Your tasks:
1 - Answer these about the passage on the Oil City South Side Historic District:
(a) By what two other names is the district known?
(b) In what year was it added to the National Register of Historic Places?
(c) How many contributing buildings does it encompass?
2 - Please extend the passage on the Oil City South Side Historic District with what comes next.

Excerpt to read:
○ ○ ○

Historic district in Pennsylvania, United States

The Oil City South Side Historic District, also known as Venango City and Laytonia, is a national historic district that is located in Oil City, Venango County, Pennsylvania, and is situated directly south of the Oil City Downtown Commercial Historic District.

It was added to the National Register of Historic Places in 1997.

==History and architectural features==
This district encompasses 882 contributing buildings and two contributing objects that are located in a mixed-use section of Oil City. It includes a large number of dwellings, commercial buildings, churches, and institutional buildings. The houses were built roughly between 1863 and 1945 and were designed in a variety of popular architectural styles, including Romanesque Revival, Late Gothic Revival, Second Empire, Colonial Revival, Classical Revival, Bungalow, American Foursquare, and Italianate.

○ ○ ○

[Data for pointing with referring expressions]
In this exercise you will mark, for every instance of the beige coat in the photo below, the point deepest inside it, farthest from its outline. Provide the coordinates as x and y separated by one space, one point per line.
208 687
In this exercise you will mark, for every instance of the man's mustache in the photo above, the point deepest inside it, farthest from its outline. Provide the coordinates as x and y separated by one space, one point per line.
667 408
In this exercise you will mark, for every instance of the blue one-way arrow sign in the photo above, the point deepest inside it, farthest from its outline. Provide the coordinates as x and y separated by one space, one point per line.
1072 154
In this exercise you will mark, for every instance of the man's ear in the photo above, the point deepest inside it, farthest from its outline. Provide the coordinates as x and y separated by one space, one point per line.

○ ○ ○

Results for each task:
1 -
(a) Venango City and Laytonia
(b) 1997
(c) 882

2 -
Notable non-residential buildings include the Carnegie Library (1905), the Latonia Theater (1928), the Knights of Columbus Hall (1927-1928), the Good Hope Lutheran Church Rectory (1928), Christ Episcopal Church (1886), St. Stephen's Roman Catholic Church (1906), and Second Lutheran Church (1913). Located in the district is the separately listed Oil City Armory.

It was added to the National Register of Historic Places in 1997.